Task goal — Can you repeat, word for word, the part of the Apple-1 cassette firmware text starting with "Actually, even the" and going on through "between the flips."?

Page excerpt —
——

Actually, even the Start bit polarity never matters for the Apple-1 or Apple II. All the firmware looks for is toggles, or polarity flips, and how much time transpires between the flips.

 

As for your suspicion if half a start bit works worse than the full start bit, it does not matter. If only one half bit in the whole stream is wrong, the read process will get derailed (and turn into the proverbial train wreck).  The Apple-1 will not tell you about the train wreck, but the Apple II will. With my extended format PROMs the Apple-1 also supports a checksum and so it will also warn you - unless it runs out of bits in the record, then it will just hang. Even 512 bytes were not enough to put in a "timeout" function. This limitation came about because I did not want to touch Woz' code in any way so my "extended format" PROMs will also work in unmodified ACI cards. Furthermore, modifying Woz' code would be regarded as desecration by many purists. And since the top levels of the Woz' code are no subroutines, I had to squander a lot of my added 256 bytes of code space just to recast them into subroutines. In the end there was no room for the CRC check and the timeout (the EOR checksum is there). I could do CRC and timeout if I had the whole 512 bytes for myself and could write everything from scratch. But 256 bytes more only get you so far ... the deficiencies in the original ACI code are not incompetence but it's simply impossible to do more than Woz did in his original 256 bytes. His code is super tight and even the parser has a nasty feature: you have to enter four hex digits for all addresses or you get in trouble. As my added functions also use Woz' parser as is the same "feature" is in my PROMs. Sigh ! I still wonder how some early pioneers did a BASIC in just about 1 kByte.

——

Material shown —

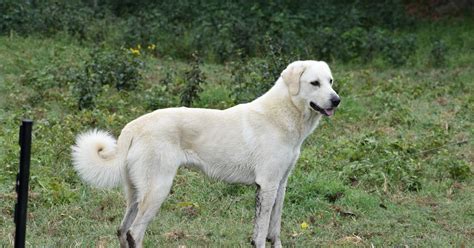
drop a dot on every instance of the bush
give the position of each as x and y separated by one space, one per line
117 68
192 86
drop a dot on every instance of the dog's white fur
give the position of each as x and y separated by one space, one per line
254 143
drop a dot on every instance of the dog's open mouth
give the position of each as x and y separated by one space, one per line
326 112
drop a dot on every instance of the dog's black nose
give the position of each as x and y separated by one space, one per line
335 100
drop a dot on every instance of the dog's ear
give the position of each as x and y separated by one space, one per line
291 75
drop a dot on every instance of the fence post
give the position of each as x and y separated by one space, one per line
22 183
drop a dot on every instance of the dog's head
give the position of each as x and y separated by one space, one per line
310 84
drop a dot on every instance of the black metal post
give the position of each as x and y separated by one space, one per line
22 183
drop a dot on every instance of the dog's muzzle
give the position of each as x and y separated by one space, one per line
335 100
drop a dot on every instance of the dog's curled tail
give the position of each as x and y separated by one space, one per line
97 158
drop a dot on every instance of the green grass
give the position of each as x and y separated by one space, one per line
393 167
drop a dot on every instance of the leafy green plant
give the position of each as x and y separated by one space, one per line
438 53
192 85
119 69
397 50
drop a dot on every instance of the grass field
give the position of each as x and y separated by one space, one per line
393 167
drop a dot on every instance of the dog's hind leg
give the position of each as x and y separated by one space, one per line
265 200
275 220
130 213
159 182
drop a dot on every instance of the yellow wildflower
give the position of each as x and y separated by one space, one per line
135 51
304 225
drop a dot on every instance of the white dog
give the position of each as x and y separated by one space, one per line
253 143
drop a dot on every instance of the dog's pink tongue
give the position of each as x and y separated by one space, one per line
329 112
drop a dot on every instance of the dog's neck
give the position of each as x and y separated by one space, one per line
298 119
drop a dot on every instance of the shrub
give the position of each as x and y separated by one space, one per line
117 68
192 86
397 50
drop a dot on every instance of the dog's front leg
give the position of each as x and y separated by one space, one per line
275 220
265 200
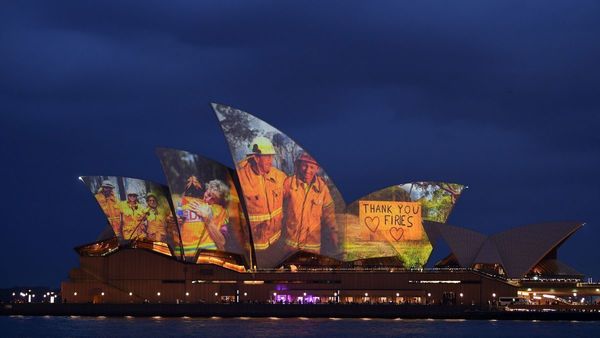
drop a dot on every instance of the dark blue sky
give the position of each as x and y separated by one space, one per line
503 96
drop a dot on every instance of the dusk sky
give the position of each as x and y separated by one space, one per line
502 96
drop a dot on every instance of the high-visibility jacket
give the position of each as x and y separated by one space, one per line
111 209
197 232
263 195
156 224
133 220
307 207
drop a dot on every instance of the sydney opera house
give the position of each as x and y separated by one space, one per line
276 229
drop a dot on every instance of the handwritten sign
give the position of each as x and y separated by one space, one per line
396 220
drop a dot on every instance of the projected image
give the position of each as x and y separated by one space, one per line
290 200
389 222
207 205
135 209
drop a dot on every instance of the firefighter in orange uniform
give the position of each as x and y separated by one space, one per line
308 206
109 204
156 220
133 216
207 219
262 186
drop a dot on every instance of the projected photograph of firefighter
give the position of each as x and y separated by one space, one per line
207 204
291 202
137 210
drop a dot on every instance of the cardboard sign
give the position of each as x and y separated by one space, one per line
397 221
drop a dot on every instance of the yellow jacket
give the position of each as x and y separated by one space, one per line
263 195
156 225
133 220
111 209
198 232
306 209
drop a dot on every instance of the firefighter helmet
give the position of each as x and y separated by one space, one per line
107 184
132 191
305 157
261 145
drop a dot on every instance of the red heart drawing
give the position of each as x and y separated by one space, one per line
396 233
372 223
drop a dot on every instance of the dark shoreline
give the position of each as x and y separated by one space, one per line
289 311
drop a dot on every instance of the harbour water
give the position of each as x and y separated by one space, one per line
157 327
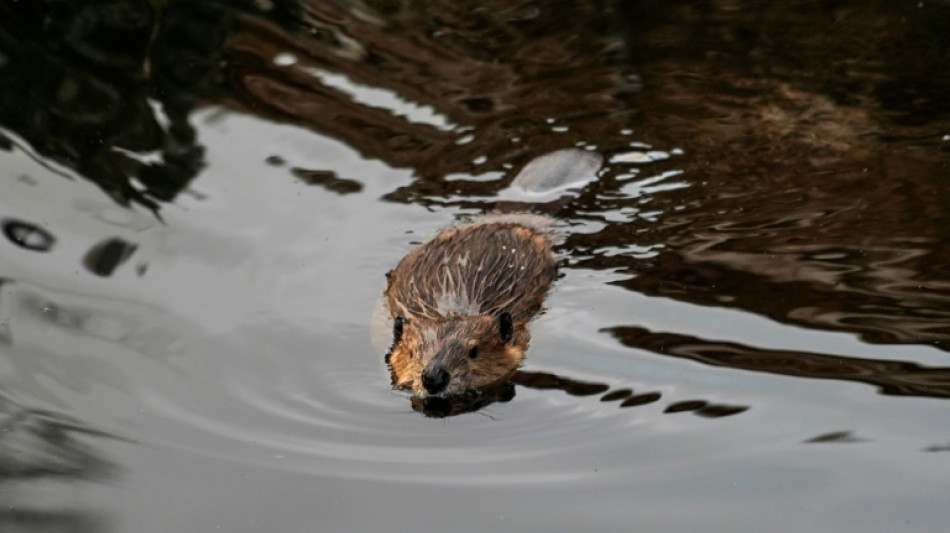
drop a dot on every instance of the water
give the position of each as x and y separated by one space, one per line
750 333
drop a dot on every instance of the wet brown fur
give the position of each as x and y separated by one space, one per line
450 292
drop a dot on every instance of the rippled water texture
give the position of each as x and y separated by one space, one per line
201 199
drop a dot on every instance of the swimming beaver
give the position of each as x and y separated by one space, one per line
461 303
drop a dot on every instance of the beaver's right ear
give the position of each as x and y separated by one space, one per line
505 326
397 329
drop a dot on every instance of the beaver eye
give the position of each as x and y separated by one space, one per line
397 329
505 326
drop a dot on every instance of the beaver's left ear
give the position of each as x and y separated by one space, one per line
505 326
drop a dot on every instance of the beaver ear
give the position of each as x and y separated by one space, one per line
505 326
397 329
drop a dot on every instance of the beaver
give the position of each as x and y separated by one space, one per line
461 303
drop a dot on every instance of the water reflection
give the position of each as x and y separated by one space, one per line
896 378
440 407
38 443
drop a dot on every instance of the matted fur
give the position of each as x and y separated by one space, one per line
450 291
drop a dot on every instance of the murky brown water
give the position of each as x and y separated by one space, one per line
201 199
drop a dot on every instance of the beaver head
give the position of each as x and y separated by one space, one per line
455 355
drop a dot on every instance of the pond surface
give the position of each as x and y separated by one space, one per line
201 199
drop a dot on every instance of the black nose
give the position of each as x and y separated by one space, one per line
435 380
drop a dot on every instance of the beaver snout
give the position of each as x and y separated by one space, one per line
435 380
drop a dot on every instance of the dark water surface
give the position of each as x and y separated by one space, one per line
200 199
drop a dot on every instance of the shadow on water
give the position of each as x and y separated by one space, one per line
813 146
39 443
440 407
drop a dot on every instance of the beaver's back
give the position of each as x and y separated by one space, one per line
494 265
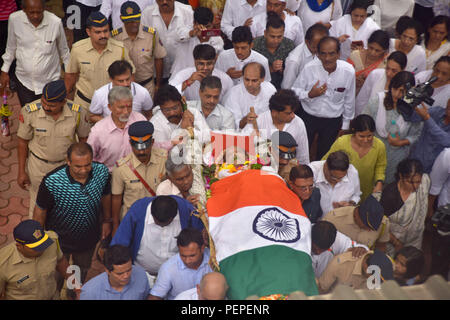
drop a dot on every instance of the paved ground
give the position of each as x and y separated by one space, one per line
14 201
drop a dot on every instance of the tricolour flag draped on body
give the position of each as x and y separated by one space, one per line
262 236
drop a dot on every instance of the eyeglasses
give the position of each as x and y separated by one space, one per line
304 188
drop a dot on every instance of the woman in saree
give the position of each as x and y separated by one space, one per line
367 60
405 203
397 134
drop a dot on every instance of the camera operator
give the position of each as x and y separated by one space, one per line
435 134
441 86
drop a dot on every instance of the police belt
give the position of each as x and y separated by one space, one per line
82 96
46 161
143 83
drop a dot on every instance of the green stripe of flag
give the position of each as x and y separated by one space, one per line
275 269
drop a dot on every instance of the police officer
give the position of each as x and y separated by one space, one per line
28 266
47 127
365 224
351 271
284 150
137 175
145 47
90 59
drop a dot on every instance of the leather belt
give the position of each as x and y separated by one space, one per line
82 96
46 161
143 83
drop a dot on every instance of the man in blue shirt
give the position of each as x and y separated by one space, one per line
184 270
435 134
74 200
121 281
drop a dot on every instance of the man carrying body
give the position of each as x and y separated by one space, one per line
46 130
139 173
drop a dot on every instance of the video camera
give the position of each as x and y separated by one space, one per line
415 96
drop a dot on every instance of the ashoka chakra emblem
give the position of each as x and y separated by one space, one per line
272 224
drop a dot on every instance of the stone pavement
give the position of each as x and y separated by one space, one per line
14 201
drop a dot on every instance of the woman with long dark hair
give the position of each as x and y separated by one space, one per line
405 203
366 152
391 128
437 40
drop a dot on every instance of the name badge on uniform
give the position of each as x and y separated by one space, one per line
23 279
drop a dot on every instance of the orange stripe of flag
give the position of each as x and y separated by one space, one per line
251 188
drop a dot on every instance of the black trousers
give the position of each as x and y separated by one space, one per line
25 95
327 130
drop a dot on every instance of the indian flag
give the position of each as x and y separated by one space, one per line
262 236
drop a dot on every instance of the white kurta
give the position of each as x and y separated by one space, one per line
184 57
417 59
440 95
191 92
340 245
239 100
339 98
348 189
228 59
443 50
293 27
236 12
310 17
296 128
178 31
344 26
375 82
166 131
295 62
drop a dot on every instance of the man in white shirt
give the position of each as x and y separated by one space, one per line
326 88
187 81
302 54
240 13
327 242
112 8
174 23
37 41
203 21
252 92
233 60
281 117
120 75
169 119
337 180
217 116
293 25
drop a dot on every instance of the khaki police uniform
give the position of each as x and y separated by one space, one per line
92 67
286 170
24 278
144 49
343 220
125 182
343 269
49 139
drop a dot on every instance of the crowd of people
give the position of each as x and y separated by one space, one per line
115 134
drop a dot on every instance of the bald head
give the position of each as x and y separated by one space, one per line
213 286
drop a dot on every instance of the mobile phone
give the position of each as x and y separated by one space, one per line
358 43
211 33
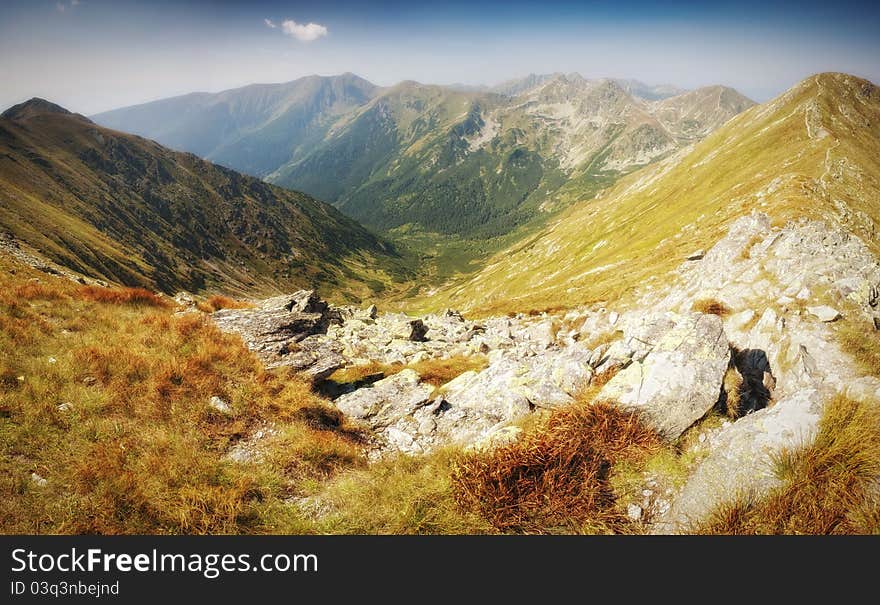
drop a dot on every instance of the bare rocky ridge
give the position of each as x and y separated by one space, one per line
670 359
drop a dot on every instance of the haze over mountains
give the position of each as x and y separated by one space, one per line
812 152
471 163
125 209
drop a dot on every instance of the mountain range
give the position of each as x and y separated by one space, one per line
447 160
812 152
125 209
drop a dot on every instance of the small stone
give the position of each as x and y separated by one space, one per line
824 313
221 406
634 512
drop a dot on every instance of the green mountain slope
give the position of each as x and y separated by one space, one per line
125 209
253 129
814 151
481 164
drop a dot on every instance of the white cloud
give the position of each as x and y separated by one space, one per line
62 6
303 33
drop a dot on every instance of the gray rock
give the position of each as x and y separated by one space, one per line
269 329
634 512
824 313
387 400
741 460
679 379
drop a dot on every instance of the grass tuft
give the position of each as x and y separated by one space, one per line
217 302
711 306
122 296
830 487
556 479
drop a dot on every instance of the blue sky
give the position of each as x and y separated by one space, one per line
93 55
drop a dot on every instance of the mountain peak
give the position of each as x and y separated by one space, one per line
32 107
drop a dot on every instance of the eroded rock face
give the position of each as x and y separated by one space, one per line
741 460
474 408
283 331
680 376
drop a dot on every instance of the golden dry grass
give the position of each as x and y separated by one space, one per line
830 487
556 479
104 393
218 301
440 371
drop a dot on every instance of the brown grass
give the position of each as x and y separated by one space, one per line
438 372
556 479
217 302
139 450
732 389
711 306
122 296
830 487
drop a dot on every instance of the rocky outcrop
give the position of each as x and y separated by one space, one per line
281 332
676 374
410 416
740 462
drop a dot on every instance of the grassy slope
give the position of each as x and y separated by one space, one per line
104 395
125 209
794 156
137 449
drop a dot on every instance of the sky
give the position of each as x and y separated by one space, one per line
95 55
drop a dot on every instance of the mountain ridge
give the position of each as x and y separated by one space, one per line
122 208
810 152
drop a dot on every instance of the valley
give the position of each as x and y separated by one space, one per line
575 306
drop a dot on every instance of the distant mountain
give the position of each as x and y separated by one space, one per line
512 88
649 92
122 208
481 164
812 152
253 129
449 160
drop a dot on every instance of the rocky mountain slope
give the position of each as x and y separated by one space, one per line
760 301
481 164
447 160
253 129
812 152
758 325
124 209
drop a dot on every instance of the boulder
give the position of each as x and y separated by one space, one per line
679 379
741 458
387 400
824 313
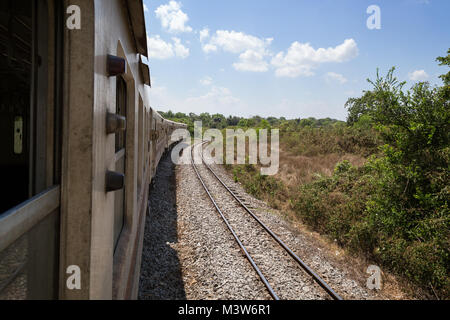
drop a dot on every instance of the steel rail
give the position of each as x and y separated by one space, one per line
241 245
305 267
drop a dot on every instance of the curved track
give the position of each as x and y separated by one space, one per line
281 244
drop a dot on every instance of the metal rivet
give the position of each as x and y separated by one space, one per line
116 66
114 181
115 123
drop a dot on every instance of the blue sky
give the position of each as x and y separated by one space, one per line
291 58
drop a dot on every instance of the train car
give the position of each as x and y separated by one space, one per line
80 144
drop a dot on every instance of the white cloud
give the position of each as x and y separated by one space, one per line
180 50
204 34
332 76
173 19
238 42
251 61
301 58
207 48
418 75
216 99
252 50
162 50
206 81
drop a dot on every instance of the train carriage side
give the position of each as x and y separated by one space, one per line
86 149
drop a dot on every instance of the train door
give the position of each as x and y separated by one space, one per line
30 112
120 158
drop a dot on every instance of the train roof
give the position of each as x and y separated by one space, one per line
137 22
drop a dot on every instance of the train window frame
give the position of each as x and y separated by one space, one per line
36 219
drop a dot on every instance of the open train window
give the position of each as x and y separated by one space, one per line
119 206
30 59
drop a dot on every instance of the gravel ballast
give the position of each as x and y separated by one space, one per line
189 253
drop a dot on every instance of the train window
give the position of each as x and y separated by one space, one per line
140 143
121 109
119 205
30 33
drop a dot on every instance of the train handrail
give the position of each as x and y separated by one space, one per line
21 219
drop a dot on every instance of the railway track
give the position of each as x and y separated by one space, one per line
244 248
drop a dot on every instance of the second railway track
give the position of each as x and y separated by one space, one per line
283 273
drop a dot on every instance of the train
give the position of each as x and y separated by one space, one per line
80 148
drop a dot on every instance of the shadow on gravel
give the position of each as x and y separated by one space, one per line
161 275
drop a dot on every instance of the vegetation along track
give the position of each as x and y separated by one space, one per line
278 267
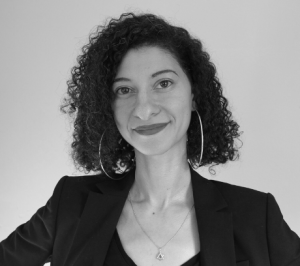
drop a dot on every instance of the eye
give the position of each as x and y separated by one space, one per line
164 84
122 90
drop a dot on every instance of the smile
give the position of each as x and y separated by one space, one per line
151 129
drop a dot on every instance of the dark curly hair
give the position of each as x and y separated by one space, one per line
90 95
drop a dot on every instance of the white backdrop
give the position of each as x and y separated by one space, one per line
254 44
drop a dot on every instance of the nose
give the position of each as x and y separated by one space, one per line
145 106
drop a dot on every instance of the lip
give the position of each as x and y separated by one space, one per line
150 129
152 126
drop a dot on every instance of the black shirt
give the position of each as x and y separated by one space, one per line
116 255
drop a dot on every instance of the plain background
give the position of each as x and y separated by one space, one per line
254 44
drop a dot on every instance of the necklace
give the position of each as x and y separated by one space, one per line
160 255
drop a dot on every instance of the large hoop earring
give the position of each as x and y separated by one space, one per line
101 165
202 138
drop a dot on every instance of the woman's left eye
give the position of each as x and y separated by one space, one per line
164 84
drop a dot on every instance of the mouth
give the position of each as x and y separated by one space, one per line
151 129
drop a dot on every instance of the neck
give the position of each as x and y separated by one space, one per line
161 180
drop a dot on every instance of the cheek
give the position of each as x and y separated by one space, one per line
120 115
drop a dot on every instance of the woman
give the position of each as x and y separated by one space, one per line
148 109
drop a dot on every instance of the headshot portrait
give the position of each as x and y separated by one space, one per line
150 134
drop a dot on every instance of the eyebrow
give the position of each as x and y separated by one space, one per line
153 75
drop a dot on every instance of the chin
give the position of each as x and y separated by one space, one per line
152 148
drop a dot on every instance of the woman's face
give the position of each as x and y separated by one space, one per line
151 88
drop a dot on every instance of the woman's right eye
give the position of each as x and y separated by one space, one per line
122 90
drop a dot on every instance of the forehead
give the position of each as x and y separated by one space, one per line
147 60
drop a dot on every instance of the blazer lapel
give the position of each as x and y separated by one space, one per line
102 211
98 222
214 223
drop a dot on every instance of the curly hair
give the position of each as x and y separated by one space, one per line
89 94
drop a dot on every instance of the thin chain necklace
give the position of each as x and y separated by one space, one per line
160 255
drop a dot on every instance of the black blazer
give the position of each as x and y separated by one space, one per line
237 226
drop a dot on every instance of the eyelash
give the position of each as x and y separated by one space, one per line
165 80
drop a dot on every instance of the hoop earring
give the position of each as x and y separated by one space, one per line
202 138
102 164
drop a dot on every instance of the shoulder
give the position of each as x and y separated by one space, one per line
242 199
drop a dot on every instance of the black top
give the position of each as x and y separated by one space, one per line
116 255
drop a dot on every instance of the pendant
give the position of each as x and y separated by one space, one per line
160 256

——

Final result —
Actually, even the Start bit polarity never matters for the Apple-1 or Apple II. All the firmware looks for is toggles, or polarity flips, and how much time transpires between the flips.